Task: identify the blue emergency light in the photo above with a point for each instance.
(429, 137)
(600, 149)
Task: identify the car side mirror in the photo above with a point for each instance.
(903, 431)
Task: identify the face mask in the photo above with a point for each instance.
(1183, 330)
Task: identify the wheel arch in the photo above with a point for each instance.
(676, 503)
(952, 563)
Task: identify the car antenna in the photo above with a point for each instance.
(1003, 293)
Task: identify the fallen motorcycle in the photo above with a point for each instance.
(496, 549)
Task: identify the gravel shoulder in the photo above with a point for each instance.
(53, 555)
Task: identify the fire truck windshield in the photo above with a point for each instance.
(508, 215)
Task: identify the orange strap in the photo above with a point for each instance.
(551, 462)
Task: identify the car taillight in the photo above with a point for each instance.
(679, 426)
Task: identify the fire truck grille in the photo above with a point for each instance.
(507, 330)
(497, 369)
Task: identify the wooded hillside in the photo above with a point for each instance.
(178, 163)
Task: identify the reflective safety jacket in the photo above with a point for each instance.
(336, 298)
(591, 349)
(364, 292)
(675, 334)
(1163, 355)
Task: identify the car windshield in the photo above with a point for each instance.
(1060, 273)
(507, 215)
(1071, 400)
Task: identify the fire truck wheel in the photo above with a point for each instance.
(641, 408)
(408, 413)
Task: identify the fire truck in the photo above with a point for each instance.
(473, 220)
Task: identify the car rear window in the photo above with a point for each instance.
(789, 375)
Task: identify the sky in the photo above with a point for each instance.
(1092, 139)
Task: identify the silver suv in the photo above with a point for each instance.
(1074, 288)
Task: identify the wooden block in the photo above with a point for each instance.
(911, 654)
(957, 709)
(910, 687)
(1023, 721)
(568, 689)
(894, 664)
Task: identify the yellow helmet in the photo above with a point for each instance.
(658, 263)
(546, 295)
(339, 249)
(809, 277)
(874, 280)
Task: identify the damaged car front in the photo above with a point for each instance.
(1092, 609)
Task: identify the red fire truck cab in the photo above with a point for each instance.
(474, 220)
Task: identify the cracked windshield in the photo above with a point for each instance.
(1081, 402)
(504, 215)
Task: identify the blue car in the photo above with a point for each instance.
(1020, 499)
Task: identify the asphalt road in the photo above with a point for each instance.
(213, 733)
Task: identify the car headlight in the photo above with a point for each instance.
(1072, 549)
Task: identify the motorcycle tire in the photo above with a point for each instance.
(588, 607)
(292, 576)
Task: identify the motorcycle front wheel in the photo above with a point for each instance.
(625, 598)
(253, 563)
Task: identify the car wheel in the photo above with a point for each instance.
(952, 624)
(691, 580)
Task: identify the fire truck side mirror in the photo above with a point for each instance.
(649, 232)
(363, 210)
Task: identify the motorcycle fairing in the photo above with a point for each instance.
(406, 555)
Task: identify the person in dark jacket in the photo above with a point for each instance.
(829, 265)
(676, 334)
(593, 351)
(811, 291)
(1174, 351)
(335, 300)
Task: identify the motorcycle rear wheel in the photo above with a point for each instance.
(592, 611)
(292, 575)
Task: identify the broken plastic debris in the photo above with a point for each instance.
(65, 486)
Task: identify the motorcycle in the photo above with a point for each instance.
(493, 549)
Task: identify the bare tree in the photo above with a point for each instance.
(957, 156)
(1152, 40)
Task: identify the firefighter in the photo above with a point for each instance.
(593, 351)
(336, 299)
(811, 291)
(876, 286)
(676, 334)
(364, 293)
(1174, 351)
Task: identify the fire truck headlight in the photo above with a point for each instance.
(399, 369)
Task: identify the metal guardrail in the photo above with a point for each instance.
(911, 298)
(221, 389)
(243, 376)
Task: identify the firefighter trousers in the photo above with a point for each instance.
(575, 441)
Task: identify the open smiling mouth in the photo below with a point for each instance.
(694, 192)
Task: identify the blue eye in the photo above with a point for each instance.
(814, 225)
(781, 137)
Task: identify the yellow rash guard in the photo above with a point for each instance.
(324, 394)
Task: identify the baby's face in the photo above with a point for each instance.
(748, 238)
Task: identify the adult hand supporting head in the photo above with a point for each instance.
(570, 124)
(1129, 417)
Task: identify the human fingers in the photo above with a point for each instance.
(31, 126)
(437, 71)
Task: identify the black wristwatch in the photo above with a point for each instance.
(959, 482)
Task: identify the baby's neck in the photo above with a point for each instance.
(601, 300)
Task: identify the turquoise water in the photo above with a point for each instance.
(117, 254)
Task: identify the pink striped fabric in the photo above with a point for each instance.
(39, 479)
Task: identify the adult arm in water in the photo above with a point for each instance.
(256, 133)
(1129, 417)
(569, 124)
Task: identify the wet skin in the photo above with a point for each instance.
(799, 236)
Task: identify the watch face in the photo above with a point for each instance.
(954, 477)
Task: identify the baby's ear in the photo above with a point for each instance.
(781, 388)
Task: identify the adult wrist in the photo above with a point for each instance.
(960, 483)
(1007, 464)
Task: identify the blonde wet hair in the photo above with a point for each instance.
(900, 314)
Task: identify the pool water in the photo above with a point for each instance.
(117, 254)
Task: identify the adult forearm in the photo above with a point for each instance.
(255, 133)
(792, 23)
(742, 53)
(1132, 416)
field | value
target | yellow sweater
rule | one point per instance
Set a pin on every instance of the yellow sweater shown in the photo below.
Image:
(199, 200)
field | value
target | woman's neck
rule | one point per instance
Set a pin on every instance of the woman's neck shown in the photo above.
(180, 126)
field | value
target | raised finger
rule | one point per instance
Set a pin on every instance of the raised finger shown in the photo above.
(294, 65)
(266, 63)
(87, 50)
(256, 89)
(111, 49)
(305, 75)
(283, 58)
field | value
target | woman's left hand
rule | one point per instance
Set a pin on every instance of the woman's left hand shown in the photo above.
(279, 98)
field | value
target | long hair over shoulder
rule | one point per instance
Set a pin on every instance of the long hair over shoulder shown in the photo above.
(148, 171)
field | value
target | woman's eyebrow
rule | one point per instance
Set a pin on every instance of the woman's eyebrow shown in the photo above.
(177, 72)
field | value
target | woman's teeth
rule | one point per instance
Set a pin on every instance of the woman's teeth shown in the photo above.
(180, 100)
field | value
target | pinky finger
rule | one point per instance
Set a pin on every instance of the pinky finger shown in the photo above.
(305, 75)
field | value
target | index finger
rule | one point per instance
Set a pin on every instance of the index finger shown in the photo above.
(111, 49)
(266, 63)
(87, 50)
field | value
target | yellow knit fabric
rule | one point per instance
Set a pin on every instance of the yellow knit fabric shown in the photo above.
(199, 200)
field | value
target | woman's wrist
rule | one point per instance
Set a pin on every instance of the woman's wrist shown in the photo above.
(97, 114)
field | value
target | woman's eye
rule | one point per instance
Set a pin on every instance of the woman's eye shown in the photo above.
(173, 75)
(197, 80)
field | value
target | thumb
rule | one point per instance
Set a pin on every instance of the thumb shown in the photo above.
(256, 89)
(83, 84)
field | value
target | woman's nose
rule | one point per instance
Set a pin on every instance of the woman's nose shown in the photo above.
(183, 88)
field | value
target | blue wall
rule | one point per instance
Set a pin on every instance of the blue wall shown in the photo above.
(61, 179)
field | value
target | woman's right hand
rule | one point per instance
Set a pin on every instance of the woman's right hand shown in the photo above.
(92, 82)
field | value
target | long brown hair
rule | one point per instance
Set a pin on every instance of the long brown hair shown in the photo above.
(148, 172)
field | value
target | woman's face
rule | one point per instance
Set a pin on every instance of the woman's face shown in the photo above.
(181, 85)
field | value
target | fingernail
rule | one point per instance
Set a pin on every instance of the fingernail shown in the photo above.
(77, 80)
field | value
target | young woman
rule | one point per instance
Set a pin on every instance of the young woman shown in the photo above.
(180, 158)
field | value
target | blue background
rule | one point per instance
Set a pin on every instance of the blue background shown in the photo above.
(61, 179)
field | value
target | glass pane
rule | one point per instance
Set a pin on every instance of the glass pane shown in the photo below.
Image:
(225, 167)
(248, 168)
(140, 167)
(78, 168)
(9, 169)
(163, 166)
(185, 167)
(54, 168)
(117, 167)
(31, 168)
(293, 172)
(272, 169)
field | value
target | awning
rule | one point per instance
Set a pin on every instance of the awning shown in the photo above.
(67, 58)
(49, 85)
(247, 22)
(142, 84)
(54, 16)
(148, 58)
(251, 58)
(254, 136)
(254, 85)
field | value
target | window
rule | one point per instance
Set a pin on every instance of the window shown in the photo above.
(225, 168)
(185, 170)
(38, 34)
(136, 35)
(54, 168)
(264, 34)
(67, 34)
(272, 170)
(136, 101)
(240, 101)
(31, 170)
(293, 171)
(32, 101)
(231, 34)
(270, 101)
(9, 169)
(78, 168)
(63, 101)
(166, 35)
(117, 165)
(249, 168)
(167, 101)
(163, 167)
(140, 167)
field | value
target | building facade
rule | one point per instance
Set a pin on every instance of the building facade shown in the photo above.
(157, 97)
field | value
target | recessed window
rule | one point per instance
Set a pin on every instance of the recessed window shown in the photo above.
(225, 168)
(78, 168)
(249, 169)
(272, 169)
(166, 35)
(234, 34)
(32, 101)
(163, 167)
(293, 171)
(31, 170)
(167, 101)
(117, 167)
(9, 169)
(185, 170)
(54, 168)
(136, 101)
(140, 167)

* * *

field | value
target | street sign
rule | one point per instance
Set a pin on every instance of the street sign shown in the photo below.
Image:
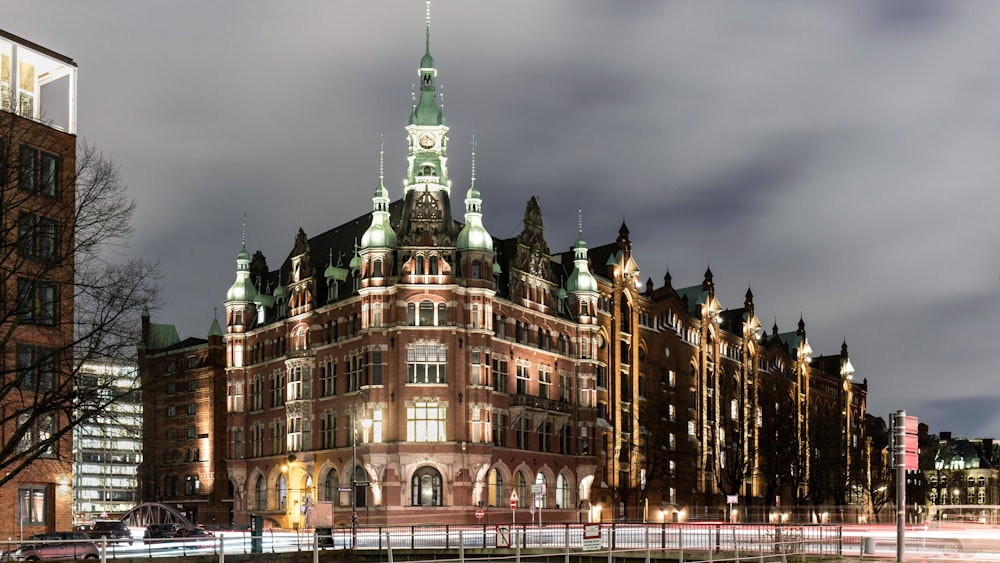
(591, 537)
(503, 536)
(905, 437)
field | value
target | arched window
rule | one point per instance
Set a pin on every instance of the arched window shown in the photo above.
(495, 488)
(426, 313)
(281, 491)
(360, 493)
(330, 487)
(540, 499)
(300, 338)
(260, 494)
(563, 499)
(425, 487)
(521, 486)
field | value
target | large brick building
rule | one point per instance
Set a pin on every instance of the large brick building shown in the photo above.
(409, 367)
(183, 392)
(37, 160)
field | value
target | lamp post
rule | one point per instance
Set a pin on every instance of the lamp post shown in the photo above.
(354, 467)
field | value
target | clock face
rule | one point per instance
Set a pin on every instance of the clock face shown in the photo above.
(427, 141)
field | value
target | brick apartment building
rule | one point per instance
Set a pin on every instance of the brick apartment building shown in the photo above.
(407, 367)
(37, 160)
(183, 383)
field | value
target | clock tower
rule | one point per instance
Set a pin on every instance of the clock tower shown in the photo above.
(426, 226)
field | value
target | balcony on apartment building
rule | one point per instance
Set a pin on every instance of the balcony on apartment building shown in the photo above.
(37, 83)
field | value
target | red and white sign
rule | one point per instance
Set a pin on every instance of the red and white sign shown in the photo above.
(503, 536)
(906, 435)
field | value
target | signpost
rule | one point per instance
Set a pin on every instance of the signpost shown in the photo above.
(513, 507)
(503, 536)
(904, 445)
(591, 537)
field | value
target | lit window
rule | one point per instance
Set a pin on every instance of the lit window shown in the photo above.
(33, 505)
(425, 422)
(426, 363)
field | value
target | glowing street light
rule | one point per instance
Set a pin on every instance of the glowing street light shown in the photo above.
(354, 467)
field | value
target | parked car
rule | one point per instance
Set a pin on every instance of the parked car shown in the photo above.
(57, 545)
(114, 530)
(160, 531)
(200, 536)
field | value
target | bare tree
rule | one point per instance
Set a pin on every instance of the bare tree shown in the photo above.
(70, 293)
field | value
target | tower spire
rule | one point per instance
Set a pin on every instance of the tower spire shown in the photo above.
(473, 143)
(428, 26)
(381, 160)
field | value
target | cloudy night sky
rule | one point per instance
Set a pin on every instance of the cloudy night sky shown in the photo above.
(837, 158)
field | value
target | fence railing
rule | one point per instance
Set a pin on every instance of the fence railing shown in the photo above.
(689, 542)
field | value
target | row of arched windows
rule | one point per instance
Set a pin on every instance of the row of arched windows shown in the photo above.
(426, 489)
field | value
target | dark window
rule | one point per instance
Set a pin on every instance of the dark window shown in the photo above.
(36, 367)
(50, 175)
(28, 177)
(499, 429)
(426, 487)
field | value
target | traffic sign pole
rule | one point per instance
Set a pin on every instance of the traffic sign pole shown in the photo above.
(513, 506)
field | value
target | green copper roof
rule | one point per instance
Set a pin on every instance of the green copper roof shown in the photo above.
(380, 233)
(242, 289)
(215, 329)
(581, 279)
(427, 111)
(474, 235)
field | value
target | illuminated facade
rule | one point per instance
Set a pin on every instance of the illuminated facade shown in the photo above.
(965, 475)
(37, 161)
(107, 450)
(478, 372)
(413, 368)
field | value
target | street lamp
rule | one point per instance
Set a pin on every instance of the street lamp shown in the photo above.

* * *

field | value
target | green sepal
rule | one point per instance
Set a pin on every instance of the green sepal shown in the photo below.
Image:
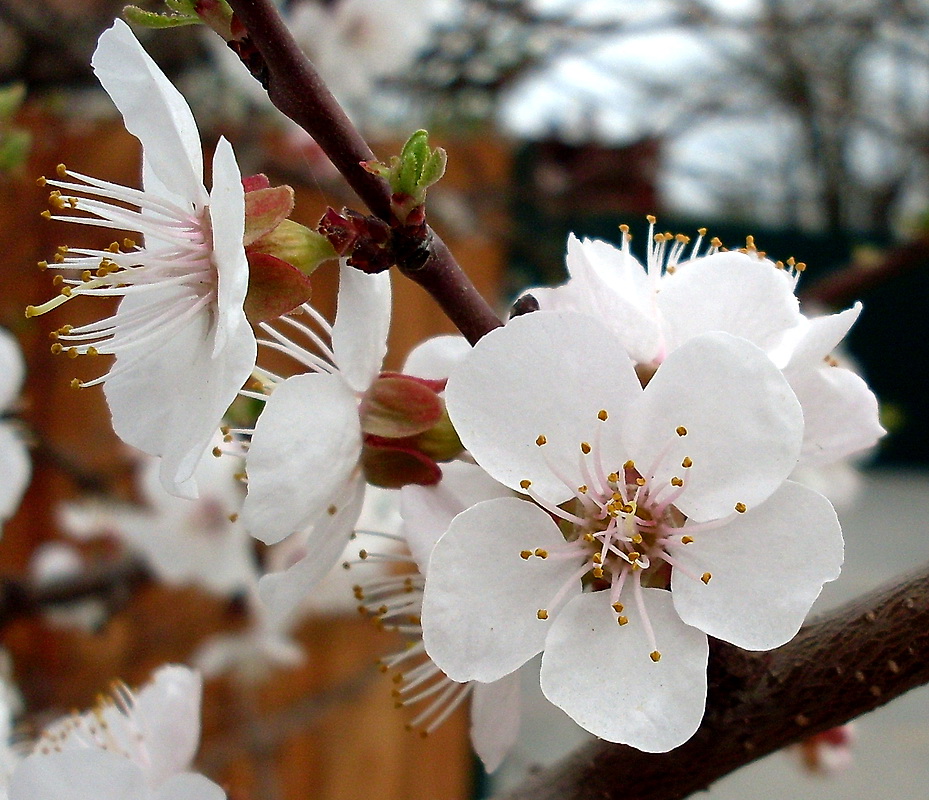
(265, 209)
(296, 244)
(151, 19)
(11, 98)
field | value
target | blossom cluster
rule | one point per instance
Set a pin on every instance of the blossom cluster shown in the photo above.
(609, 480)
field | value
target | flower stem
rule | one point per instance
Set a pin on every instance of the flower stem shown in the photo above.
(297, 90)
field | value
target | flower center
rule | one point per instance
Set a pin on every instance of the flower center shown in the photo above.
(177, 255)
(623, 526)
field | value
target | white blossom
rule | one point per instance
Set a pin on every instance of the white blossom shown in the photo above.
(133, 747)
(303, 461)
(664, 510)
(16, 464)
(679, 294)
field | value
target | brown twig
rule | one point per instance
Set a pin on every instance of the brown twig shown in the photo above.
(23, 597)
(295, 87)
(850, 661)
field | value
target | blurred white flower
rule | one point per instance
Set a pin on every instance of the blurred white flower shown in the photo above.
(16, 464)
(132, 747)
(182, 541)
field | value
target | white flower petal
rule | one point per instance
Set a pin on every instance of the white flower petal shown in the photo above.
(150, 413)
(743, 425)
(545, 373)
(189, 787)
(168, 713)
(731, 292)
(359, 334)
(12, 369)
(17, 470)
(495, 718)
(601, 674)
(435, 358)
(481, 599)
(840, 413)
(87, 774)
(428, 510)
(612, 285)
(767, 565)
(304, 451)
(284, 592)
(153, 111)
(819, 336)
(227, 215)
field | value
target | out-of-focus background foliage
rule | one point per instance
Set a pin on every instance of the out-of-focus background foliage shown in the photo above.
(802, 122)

* * *

AIM OF THE EXERCISE =>
Go through the listing above, and whenever a line holds the word "sweater", copy it.

THE ANSWER =>
target | yellow sweater
Set a pin on every instance of the yellow sweater shown in the photo below.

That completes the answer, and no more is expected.